The Times, June 11 2012


SSE chief issues stark warning over reforms

Families will be forced to pay higher energy bills to fund subsidies to the French for a radical overhaul of the power market, the boss of one of the country’s largest energy companies has warned.

Ian Marchant, the chief executive of SSE, said that subsidies demanded by the French state-owned EDF Energy to build new nuclear reactors in Britain would saddle consumers with higher bills for years to come.

He will outline his concerns about the reforms of the electricity market, which were unveiled by the Government last month, to a committee of MPs tomorrow.

“If the EMR [energy market reform] is passed in its current form, it’s a piece of legislation the UK will live to regret,” he said in the most outspoken attack on the Government’s faltering energy policy by an industry executive to date.

The coalition intends to offer generous subsidies, funded by levies on energy bills, to make building expensive new nuclear reactors economic. Ministers argue that ageing reactors need to be replaced to guarantee supply and to make sure that Britain hits its target to cut carbon emissions. Their hopes now rest on EDF Energy after two German companies, E.ON and RWE, abandoned plans to build up to six reactors in Britain.

EDF Energy has promised to decide at the end of the year whether to invest in a new reactor at Hinkley Point in Somerset — the first of up to four it could build in Britain with its junior partner Centrica.

The Times revealed last month that EDF Energy’s estimated costs of building the reactor had soared by 40 per cent to £7 billion. The investment bank Citigroup said that the company would be likely to need subsidies equivalent to more than triple the present electricity price to make the investment viable.

The Government has invited banks, accountancy firms and consultancies to bid to represent it in secret negotiations with EDF Energy on setting the level of nuclear subsidy. Mr Marchant said that the negotiations should be made public and that the Government risked being hoodwinked.

“Public sector procurement has not exactly covered itself in glory,” he said. “Politicians are asking for authority to sign something in a side room and say ‘trust us’.” He said that consumers would be saddled with expensive electricity prices for decades to come if demands made by EDF Energy were met. Whitehall sources promise that the Government will walk away from talks if the subsidy demanded is too high.

Mr Marchant said that the reforms were geared towards “making nuclear fit in” and would make investing in renewables such as wind farms more expensive. He argues that Britain does not need to build any new reactors because gas prices are cheaper, electricity demand has fallen and reactors originally due to close over the next decade will have their lifetimes extended by about seven years. “EMR is fixing a problem we do not have,” he said.

Energy bills are at a near-record high, with the average annual dual electricity and gas domestic bill standing at £1,252. The Committee on Climate Change estimates that bills will rise fractionally over the next decade despite the construction of power plants such as reactors and wind farms — but only if consumption is cut by a fifth. The Government argues that the cost of building reactors eventually will save money by insulating the country from expensive and volatile gas prices.

◆ DATA SUPPLIED:
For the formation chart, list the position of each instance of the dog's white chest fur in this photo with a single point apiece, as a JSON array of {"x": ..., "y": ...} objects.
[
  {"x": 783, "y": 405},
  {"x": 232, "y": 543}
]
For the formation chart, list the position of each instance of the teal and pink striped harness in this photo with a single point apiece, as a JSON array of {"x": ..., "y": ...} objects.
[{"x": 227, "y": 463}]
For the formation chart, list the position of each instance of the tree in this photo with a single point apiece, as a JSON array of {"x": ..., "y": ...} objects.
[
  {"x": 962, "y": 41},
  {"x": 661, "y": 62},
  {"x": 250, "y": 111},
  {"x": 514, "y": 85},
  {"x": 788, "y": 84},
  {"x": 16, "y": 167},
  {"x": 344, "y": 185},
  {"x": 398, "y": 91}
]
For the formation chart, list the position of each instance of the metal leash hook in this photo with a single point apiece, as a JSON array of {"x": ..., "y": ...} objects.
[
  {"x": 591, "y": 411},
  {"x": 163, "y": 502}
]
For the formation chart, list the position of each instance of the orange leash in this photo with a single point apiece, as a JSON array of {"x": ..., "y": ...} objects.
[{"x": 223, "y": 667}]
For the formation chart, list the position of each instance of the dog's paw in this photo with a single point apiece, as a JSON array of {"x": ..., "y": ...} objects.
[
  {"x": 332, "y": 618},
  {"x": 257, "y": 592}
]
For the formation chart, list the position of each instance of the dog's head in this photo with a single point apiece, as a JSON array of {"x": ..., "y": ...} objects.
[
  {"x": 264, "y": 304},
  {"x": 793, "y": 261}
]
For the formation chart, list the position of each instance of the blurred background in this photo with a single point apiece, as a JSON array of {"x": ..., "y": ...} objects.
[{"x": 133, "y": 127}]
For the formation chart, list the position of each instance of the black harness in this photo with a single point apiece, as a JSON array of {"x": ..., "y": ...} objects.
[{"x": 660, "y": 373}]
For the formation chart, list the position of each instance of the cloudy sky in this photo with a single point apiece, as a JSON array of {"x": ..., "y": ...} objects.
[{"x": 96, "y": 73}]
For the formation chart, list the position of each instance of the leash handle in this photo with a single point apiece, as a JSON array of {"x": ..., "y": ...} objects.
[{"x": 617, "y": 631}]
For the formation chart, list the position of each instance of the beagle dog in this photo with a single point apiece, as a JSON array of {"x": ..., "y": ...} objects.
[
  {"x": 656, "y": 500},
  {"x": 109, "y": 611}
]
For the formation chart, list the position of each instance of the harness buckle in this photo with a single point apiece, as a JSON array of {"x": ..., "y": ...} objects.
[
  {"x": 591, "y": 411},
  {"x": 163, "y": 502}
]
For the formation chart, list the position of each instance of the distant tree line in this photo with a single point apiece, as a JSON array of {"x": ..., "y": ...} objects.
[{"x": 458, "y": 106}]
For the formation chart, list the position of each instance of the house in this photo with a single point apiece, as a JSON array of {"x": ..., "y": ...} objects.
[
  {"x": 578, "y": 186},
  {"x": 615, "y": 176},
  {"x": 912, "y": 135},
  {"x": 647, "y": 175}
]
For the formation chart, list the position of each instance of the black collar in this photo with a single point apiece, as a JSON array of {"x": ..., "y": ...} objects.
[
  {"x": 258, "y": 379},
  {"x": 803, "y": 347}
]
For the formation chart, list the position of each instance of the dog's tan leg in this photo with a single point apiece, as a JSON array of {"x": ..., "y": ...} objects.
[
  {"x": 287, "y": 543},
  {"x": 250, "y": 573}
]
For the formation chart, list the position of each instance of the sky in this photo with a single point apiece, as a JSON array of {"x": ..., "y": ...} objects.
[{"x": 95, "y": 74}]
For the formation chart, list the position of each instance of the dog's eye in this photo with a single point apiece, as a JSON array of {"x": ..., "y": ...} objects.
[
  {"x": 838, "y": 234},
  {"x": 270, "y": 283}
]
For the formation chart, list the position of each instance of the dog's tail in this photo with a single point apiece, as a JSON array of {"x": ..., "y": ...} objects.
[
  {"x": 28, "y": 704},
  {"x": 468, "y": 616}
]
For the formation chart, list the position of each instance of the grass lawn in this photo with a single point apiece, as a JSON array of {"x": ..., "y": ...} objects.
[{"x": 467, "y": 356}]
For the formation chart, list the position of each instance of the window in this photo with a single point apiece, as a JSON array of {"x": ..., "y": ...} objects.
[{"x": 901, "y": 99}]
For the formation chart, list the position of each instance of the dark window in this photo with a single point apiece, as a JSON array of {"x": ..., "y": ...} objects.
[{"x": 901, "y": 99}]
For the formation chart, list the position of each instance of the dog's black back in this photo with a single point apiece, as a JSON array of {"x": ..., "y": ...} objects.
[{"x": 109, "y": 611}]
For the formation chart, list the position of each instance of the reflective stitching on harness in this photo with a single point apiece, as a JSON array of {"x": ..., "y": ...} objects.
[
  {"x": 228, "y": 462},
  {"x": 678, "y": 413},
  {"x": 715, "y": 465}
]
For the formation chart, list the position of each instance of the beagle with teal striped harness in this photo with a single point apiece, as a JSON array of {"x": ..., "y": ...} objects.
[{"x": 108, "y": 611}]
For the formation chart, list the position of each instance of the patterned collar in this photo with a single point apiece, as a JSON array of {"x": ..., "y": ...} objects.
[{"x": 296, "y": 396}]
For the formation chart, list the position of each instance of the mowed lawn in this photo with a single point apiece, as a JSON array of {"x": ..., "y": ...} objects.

◆ STATED TASK A: In the article about energy market reform, by how much had EDF Energy's estimated cost of building the reactor risen?
◆ STATED TASK B: Turn the listing into a numbered list, omitting blank lines. Begin at the line of the listing that contains "of the reflective" and stop after the last line of the listing.

◆ WRITTEN RESPONSE A: It rose by 40 percent, to £7 billion.

◆ WRITTEN RESPONSE B:
1. For the formation chart, list the position of each instance of the reflective stitching on harness in this photo with a single point apiece, as a JSON array of {"x": ..., "y": ...} objects.
2. [
3.   {"x": 228, "y": 462},
4.   {"x": 678, "y": 413},
5.   {"x": 715, "y": 465}
6. ]
7. For the formation chart, list the position of each instance of the beagle with teal striped harness in this photo with a single point apiece, as a JSON array of {"x": ..., "y": ...} objects.
8. [{"x": 108, "y": 611}]
9. For the formation chart, list the position of each instance of the patterned collar in this photo with a single point apiece, as a JSON array of {"x": ..., "y": ...} objects.
10. [{"x": 296, "y": 396}]
11. For the formation chart, list the position of each instance of the mowed lawn in this photo with a single point apiece, as a JSON array of {"x": ..., "y": ...} objects.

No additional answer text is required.